### What is being asked
The entries below must be returned exactly as they stand.

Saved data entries
◆ ◆ ◆
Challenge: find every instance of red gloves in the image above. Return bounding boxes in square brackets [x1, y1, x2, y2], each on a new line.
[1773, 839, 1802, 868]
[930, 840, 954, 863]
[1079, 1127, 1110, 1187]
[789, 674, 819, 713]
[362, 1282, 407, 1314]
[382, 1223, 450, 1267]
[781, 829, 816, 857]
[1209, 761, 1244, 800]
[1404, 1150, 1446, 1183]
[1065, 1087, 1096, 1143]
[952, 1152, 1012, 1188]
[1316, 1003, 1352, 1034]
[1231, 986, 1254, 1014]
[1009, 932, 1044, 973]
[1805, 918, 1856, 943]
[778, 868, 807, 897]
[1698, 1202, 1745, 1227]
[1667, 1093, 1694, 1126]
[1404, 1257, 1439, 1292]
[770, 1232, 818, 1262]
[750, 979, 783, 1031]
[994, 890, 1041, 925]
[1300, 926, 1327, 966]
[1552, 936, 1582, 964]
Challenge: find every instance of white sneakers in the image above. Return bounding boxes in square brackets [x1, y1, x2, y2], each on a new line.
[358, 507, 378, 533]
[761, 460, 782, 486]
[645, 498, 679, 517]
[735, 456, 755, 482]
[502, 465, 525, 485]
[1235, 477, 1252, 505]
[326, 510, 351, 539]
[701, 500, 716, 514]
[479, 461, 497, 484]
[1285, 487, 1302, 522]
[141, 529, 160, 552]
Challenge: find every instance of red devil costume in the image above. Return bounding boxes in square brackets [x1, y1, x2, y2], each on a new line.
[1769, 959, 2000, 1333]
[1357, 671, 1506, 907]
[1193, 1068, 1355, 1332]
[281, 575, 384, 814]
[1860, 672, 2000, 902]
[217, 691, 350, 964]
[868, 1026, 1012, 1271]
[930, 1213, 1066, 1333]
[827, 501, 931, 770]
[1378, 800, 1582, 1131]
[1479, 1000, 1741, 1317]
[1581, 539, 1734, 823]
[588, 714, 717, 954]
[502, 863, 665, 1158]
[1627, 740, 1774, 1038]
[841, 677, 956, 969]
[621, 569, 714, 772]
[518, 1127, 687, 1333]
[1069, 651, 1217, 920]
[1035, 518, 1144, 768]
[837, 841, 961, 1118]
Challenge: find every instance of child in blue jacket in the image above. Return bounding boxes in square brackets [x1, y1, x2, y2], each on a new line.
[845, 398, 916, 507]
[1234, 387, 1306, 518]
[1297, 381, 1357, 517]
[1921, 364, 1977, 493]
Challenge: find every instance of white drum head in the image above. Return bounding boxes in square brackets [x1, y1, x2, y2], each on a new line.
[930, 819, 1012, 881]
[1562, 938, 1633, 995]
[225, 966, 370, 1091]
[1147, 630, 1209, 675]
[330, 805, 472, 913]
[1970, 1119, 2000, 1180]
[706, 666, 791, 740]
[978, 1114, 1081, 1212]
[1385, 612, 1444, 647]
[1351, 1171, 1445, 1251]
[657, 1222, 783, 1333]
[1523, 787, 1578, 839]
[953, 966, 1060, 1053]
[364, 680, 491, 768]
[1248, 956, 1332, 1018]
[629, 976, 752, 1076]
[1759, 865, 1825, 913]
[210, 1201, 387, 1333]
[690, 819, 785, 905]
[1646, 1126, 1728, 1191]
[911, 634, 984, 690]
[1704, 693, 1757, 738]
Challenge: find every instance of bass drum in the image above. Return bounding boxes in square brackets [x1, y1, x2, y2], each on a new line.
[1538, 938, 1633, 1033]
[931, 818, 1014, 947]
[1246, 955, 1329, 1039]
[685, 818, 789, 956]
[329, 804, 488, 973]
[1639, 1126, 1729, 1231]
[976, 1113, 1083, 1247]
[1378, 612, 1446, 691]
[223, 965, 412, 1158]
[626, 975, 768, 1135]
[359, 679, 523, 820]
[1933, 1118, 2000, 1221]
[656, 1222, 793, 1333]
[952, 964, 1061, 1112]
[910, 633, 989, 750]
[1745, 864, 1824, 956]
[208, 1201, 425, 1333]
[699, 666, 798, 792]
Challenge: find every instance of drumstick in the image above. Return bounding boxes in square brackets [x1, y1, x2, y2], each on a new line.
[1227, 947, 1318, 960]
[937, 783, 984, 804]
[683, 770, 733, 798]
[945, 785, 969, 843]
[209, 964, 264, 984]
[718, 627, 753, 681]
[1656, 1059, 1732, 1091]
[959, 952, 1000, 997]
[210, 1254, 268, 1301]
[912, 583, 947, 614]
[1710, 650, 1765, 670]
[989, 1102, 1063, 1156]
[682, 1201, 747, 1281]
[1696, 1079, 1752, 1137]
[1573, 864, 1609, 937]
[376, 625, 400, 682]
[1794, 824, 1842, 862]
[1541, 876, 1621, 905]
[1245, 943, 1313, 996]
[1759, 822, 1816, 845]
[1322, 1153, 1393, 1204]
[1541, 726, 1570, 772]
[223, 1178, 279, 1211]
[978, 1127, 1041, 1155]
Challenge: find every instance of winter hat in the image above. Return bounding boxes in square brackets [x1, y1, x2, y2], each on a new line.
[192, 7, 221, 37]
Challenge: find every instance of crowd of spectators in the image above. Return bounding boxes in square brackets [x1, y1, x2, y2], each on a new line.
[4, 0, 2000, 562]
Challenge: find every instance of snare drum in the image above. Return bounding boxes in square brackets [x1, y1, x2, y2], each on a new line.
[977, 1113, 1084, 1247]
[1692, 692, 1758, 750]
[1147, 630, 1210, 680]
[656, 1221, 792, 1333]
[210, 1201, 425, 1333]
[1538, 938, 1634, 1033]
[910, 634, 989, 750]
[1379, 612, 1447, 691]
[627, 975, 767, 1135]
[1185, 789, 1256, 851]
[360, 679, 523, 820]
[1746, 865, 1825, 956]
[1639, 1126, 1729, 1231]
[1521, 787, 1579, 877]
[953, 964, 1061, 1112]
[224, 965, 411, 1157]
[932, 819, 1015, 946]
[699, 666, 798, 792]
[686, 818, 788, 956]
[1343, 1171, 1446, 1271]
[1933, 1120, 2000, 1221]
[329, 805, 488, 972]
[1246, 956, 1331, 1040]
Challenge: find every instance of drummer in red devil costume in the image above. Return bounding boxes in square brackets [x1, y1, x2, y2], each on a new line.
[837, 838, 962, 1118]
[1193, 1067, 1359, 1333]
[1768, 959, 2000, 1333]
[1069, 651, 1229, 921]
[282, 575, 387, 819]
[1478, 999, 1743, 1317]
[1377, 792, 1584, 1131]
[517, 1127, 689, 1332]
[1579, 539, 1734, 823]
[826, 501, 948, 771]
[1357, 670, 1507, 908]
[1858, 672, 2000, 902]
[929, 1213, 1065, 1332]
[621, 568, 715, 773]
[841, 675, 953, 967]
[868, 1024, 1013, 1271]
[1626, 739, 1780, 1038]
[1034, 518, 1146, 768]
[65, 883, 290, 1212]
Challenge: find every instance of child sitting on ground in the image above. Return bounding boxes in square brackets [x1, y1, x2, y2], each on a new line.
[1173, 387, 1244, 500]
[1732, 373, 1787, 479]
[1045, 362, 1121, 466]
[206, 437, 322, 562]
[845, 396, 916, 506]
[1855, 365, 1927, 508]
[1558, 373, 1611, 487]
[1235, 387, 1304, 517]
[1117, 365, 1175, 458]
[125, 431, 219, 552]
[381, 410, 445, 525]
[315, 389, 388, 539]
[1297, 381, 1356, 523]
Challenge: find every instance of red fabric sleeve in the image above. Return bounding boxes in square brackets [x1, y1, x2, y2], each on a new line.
◆ ◆ ◆
### Output
Challenge: find every instance of red gloves in the image above. Return bounding boxes in square brackets [x1, y1, x2, y2], each on a new line.
[1773, 839, 1802, 868]
[930, 840, 954, 863]
[1079, 1127, 1110, 1187]
[789, 674, 819, 713]
[362, 1282, 407, 1314]
[382, 1223, 450, 1267]
[781, 829, 816, 857]
[1209, 761, 1244, 800]
[1404, 1150, 1446, 1183]
[1065, 1087, 1096, 1143]
[952, 1152, 1012, 1188]
[1316, 1003, 1352, 1034]
[1231, 986, 1254, 1014]
[1009, 932, 1044, 973]
[1805, 918, 1856, 943]
[778, 868, 807, 897]
[1698, 1202, 1745, 1227]
[1667, 1093, 1694, 1126]
[1404, 1257, 1439, 1292]
[770, 1232, 818, 1262]
[750, 979, 783, 1031]
[994, 890, 1041, 925]
[1300, 926, 1327, 966]
[1552, 936, 1582, 964]
Challenge: find every instance of white sneakers in the image above. Return bounding boxes in square brackets [x1, y1, x2, y2], each on a new line.
[358, 507, 378, 533]
[761, 460, 782, 486]
[645, 498, 679, 517]
[735, 456, 755, 482]
[502, 465, 525, 485]
[1235, 477, 1252, 505]
[326, 510, 351, 539]
[701, 500, 716, 514]
[479, 461, 497, 484]
[1285, 487, 1302, 522]
[141, 529, 160, 552]
Challenge: find every instance of red devil costume in the image above. Return bounding boxes in square brackets [x1, y1, x2, y2], each on a new line.
[1769, 959, 2000, 1333]
[1357, 671, 1506, 907]
[1193, 1068, 1355, 1332]
[281, 575, 384, 814]
[1860, 672, 2000, 902]
[217, 691, 350, 964]
[868, 1026, 1012, 1271]
[930, 1213, 1066, 1333]
[827, 501, 931, 770]
[1378, 800, 1582, 1131]
[1479, 1000, 1741, 1317]
[1581, 539, 1734, 823]
[588, 714, 717, 954]
[502, 863, 665, 1158]
[1627, 740, 1774, 1038]
[841, 677, 956, 969]
[621, 569, 714, 772]
[518, 1127, 687, 1333]
[1069, 651, 1217, 920]
[1035, 518, 1144, 768]
[837, 841, 961, 1118]
Challenge: find every instance of child in blue jacket in the image above. Return bounding boxes in square brackets [x1, y1, x2, y2], each on a new line.
[845, 398, 916, 507]
[1234, 387, 1306, 518]
[1297, 381, 1357, 517]
[1921, 364, 1977, 493]
Challenge: find every instance of white drum head in the image above. Return bounding boxes in square brackets [x1, y1, x2, y2], each on a new line.
[930, 819, 1012, 881]
[1562, 938, 1633, 995]
[225, 966, 370, 1091]
[1147, 630, 1209, 675]
[330, 805, 472, 913]
[1970, 1119, 2000, 1180]
[706, 666, 791, 740]
[978, 1114, 1081, 1212]
[1385, 612, 1444, 647]
[1351, 1171, 1445, 1251]
[657, 1222, 783, 1333]
[1523, 787, 1578, 839]
[953, 966, 1060, 1053]
[364, 680, 491, 768]
[1248, 956, 1332, 1018]
[629, 976, 752, 1076]
[1759, 865, 1825, 913]
[210, 1201, 387, 1333]
[690, 819, 785, 905]
[1646, 1126, 1728, 1191]
[911, 634, 984, 690]
[1704, 693, 1757, 738]
Challenge: find every instance of bass drum in the image above. Return bounding boxes in square brackets [x1, y1, x2, y2], each on a new line.
[1538, 938, 1633, 1033]
[931, 818, 1014, 947]
[1246, 955, 1329, 1039]
[685, 818, 789, 956]
[329, 804, 488, 973]
[1639, 1126, 1729, 1231]
[976, 1113, 1083, 1247]
[1378, 612, 1446, 691]
[223, 965, 412, 1158]
[626, 975, 768, 1135]
[359, 679, 523, 820]
[1933, 1118, 2000, 1221]
[656, 1222, 793, 1333]
[952, 964, 1061, 1112]
[910, 633, 989, 750]
[1745, 864, 1824, 956]
[208, 1201, 425, 1333]
[699, 666, 798, 792]
Challenge: find every instance of drumstick in the image above. Return bounding boxes in square brackets [x1, y1, x2, y2], each on a new line.
[1227, 947, 1318, 960]
[937, 783, 984, 804]
[683, 770, 733, 798]
[945, 785, 969, 843]
[209, 964, 264, 984]
[718, 627, 753, 681]
[1656, 1059, 1732, 1091]
[959, 952, 1000, 997]
[210, 1254, 268, 1301]
[912, 583, 947, 614]
[1710, 650, 1765, 670]
[989, 1102, 1063, 1156]
[682, 1201, 747, 1281]
[1696, 1079, 1752, 1137]
[1573, 864, 1609, 937]
[376, 625, 400, 682]
[1794, 824, 1842, 862]
[1541, 876, 1621, 905]
[1245, 943, 1313, 996]
[1759, 822, 1816, 845]
[1322, 1153, 1393, 1204]
[1541, 726, 1570, 772]
[223, 1178, 279, 1211]
[978, 1127, 1041, 1155]
Challenge: find every instance of winter hat in the image above. Return bounding boxes in square brackets [x1, y1, x2, y2], each on a new line.
[192, 7, 221, 37]
Challenge: find every instance of crowd of spectators in the image above. Return bounding boxes in square brackets [x1, y1, x2, y2], each on a new line.
[4, 0, 2000, 562]
Challenge: find every instance of snare drum in the image above. Return bounding boxes in square brackets [x1, y1, x2, y2], each on a new line.
[977, 1113, 1084, 1247]
[1692, 692, 1758, 750]
[1147, 630, 1210, 680]
[656, 1221, 792, 1333]
[210, 1201, 425, 1333]
[1538, 938, 1634, 1033]
[910, 634, 989, 750]
[1379, 612, 1447, 691]
[627, 975, 767, 1135]
[1185, 789, 1256, 851]
[360, 679, 523, 820]
[1746, 865, 1825, 956]
[1639, 1126, 1729, 1231]
[1521, 787, 1579, 877]
[953, 964, 1061, 1112]
[224, 965, 411, 1157]
[932, 819, 1015, 946]
[699, 666, 798, 792]
[686, 818, 788, 956]
[1343, 1171, 1446, 1271]
[1933, 1120, 2000, 1221]
[329, 805, 488, 972]
[1246, 956, 1331, 1040]
Challenge: find every instance of drummer in red devil costume in the image above. Return bounding boxes in square brackets [x1, y1, x2, y2], each on a new line.
[837, 838, 962, 1118]
[1193, 1067, 1359, 1333]
[1768, 959, 2000, 1333]
[1069, 651, 1229, 921]
[282, 575, 387, 819]
[1478, 999, 1743, 1317]
[1377, 792, 1584, 1131]
[517, 1127, 689, 1332]
[1579, 539, 1734, 823]
[826, 501, 948, 771]
[1357, 670, 1507, 908]
[1858, 672, 2000, 902]
[929, 1213, 1065, 1332]
[621, 568, 715, 773]
[841, 675, 953, 967]
[868, 1024, 1013, 1271]
[1626, 739, 1780, 1038]
[1034, 518, 1146, 768]
[65, 883, 290, 1212]
Challenge: find every instance of child sitting on ground in the image above. Return bounding boxes in square brackets [x1, y1, x2, y2], each on a new line.
[1173, 387, 1244, 500]
[1732, 373, 1787, 479]
[1045, 362, 1121, 466]
[206, 437, 322, 562]
[845, 396, 916, 506]
[1855, 365, 1927, 508]
[1558, 373, 1611, 487]
[1235, 387, 1304, 517]
[1117, 365, 1175, 458]
[125, 431, 219, 552]
[381, 410, 445, 525]
[315, 389, 388, 539]
[1297, 381, 1356, 523]
Challenge: find every instance of red fabric sleeve in the image above. Return bounding boxes in square brackets [x1, y1, x2, y2], each on a new line.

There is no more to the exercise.